= WHAT THIS EXERCISE ASKS =
- 1) From the researcher profiles, list the countries where Dr Simon Quigley has been involved in research.
- 2) Retype the part of the researcher profiles beginning at the words "Yes, 2 as Principal" and ending after "systems (methane, carbon)".
- 3) According to the researcher profiles, which research group does Rowena Maguire lead?

--- TEXT SECTION Enclosed Below ---

Taught for 25 years at the University of the South Pacific, currently Adjunct Professor in Pacific Studies there and Adjunct Professor at Solomon Islands National University, with both of which he has close and ongoing links.

Dr Simon Quigley

Research Fellow – Livestock and Animal Science
Dr Simon Quigley grew up on mixed crop-livestock farms in New South Wales, Australia. He completed a B. Ag. Sci. at The University of Queensland and a PhD at The University of Adelaide. His research focuses on beef cattle, sheep and goat nutrition and production systems, and ranges from feeding and grazing studies through to the use of molecular techniques to better understand animal metabolism. He is passionate about developing research capacity and improving the livelihoods of smallholder livestock farmers in developing countries, and has been involved in research in Indonesia, Timor Leste, Myanmar, Thailand and Vanuatu.
Yes, 2 as Principal Supervisor, and 2 as Co-Supervisor
Topics of interest:
Ruminant production and feeding systems (cattle, goats, sheep)
Ruminant metabolism and gene expression
Climate resilience in livestock systems (methane, carbon)
Use of technology in farm planning and animal management
ACIAR funded research with smallholder cattle farmers in Vanuatu, in collaboration with Department of Industry, Vanuatu Agriculture Research and Technical Centre, and Department of Livestock.

Regional description of beef cattle industries in Fiji, Samoa, Solomon Islands, Tonga and Vanuatu.

Associate Professor Rowena Maguire

Associate Professor, Law School, Queensland University of Technology
Dr Rowena Maguire is an Associate Professor within the School of Law and Centre for Justice at QUT. She is the research leader of the Environmental and Social Governance Research Group. Rowena holds a visiting fellow position at Strathmore Law School, Nairobi, Kenya and was formally a Research Affiliates at the Cambridge Centre for Climate Change Mitigation Research. Rowena’s research is…
Yes – 1 or 2 more students. My school is bringing in a limit of 4 supervisions.
Topics of Interest:
Feminist approaches to agriculture policy
Feminist approaches to climate policy
Gender and agriculture policy
Gender and climate mitigation and adaptation policy
Loss and Damage mechanism
Climate governance and justice in the Pacific
UNFCCC governance
Climate displacement and migration in agriculture sector
Just Transition Policies
Gender and Technology adoption in agriculture
Fiji – ACIAR project work (Talanoa Consulting, MoE and MoA) and PhD supervision of Fijian students studying climate displacement

Samoa – ACIAR project work (SWAG)

--- End of Enclosed TEXT SECTION ---
--- DATASET ENTRIES Enclosed Below ---

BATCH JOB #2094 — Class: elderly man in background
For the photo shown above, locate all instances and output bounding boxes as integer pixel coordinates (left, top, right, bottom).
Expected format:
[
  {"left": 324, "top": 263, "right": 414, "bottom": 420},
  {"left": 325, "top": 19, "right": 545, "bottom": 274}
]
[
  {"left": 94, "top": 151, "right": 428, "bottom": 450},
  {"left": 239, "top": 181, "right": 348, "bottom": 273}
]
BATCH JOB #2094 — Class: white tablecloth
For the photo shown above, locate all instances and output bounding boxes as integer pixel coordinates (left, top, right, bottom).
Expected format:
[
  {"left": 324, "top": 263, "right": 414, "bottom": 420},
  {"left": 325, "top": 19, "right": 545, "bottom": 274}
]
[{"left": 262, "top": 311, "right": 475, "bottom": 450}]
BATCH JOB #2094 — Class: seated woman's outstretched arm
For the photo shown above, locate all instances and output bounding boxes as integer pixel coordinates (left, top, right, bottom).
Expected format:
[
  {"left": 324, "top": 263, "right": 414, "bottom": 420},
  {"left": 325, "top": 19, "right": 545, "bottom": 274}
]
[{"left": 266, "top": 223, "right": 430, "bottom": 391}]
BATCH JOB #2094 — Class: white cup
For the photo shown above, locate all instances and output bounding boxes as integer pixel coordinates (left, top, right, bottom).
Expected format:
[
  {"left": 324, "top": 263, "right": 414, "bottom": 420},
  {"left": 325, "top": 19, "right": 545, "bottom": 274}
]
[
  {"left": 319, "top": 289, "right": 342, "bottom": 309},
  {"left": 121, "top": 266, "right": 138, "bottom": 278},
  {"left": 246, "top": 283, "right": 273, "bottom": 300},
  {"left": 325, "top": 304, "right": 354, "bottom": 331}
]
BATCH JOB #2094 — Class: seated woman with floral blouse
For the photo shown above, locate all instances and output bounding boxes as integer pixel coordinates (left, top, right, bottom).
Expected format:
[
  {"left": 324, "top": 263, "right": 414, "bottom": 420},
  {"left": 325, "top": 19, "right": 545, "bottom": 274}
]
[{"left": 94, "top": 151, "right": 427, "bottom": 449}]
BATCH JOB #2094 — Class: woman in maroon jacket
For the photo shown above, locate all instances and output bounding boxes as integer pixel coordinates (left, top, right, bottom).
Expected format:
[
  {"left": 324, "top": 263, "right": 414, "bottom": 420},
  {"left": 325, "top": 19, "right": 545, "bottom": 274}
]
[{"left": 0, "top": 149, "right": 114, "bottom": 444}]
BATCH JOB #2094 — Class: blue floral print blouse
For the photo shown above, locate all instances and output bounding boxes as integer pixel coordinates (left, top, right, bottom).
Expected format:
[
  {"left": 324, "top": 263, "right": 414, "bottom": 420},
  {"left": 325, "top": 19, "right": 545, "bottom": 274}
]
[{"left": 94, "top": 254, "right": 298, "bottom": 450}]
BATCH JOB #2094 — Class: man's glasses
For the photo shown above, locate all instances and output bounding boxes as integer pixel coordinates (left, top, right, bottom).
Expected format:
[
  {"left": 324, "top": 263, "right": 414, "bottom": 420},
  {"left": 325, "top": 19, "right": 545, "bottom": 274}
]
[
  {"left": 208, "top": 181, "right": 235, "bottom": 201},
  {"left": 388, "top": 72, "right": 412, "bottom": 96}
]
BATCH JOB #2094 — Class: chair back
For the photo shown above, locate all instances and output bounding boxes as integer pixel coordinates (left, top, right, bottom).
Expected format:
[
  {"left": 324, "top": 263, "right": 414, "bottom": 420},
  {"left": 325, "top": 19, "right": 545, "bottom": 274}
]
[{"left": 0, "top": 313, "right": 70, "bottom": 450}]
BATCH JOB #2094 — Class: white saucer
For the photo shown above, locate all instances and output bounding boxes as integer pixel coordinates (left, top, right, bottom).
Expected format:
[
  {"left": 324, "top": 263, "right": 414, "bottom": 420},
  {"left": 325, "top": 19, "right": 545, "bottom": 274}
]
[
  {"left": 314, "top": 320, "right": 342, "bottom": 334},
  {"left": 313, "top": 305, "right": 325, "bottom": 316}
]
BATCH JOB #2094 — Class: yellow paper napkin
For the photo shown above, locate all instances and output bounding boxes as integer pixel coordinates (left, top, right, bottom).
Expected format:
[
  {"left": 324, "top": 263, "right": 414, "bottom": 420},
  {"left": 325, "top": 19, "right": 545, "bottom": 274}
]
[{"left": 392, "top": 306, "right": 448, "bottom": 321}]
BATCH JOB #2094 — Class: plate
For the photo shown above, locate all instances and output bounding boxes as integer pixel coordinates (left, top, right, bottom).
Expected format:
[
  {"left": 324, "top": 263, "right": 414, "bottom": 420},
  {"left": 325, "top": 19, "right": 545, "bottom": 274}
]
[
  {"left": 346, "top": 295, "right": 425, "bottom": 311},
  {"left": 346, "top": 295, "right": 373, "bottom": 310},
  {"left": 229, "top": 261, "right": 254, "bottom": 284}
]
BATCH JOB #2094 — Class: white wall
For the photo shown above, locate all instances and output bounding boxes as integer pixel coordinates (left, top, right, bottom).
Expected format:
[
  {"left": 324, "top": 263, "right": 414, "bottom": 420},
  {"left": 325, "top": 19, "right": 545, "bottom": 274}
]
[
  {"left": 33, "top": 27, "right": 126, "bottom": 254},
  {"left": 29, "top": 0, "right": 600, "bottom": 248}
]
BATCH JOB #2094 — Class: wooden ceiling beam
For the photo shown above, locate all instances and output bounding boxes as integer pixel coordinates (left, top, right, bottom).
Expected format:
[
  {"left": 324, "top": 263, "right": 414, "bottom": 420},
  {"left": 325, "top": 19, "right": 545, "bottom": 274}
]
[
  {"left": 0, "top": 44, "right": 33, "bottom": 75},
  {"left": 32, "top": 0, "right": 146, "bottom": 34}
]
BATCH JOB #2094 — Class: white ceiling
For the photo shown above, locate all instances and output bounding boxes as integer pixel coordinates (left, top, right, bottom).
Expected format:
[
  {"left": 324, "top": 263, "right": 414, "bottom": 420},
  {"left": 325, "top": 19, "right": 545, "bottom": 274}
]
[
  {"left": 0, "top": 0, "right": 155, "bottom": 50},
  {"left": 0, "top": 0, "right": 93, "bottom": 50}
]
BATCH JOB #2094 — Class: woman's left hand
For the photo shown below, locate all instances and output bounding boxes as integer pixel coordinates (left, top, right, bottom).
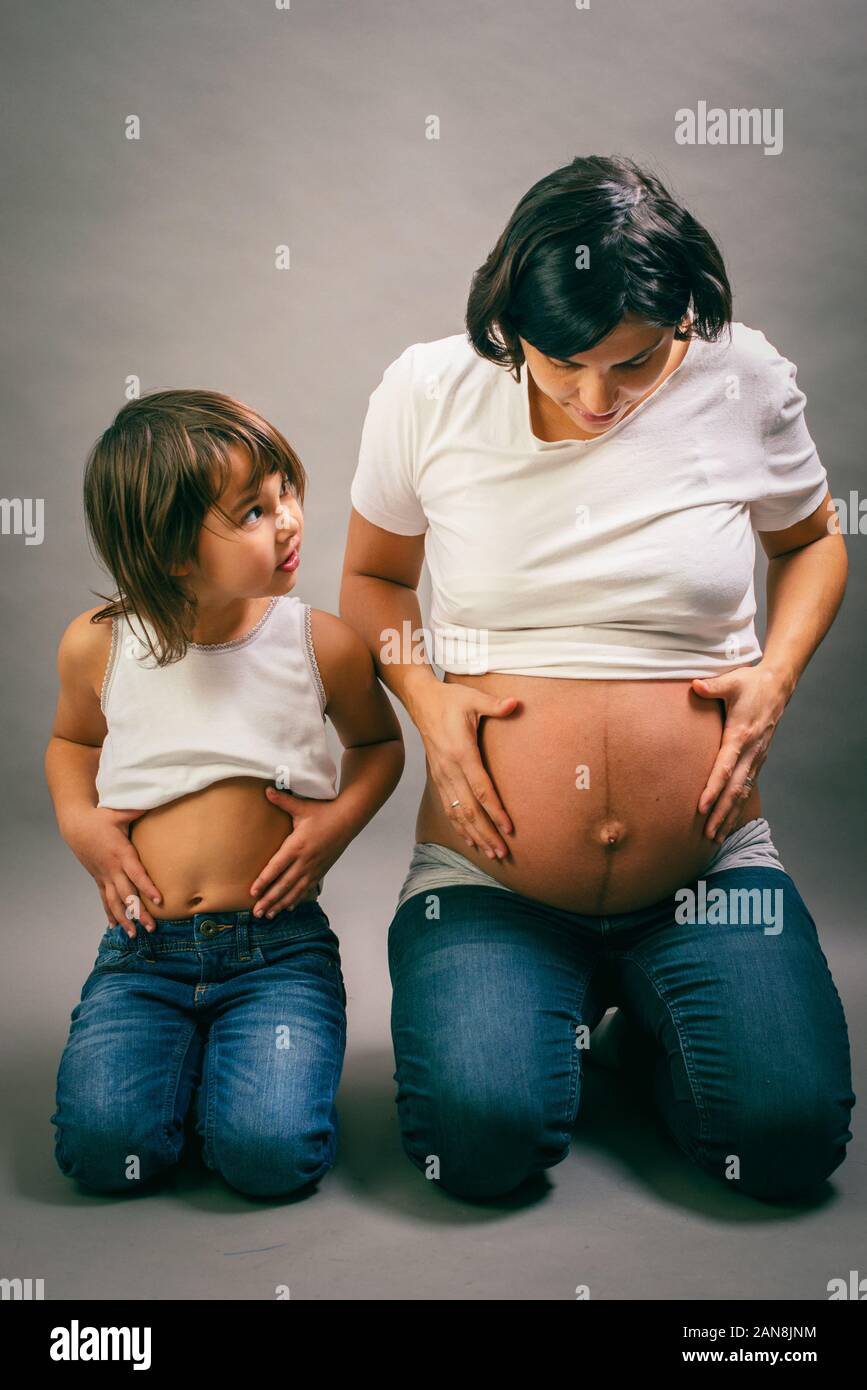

--- End of Enclosed DATASET ENTRIES ---

= COMPLETED EXERCISE =
- 1)
Indonesia
Timor Leste
Myanmar
Thailand
Vanuatu

- 2)
Yes, 2 as Principal Supervisor, and 2 as Co-Supervisor
Topics of interest:
Ruminant production and feeding systems (cattle, goats, sheep)
Ruminant metabolism and gene expression
Climate resilience in livestock systems (methane, carbon)

- 3) The Environmental and Social Governance Research Group.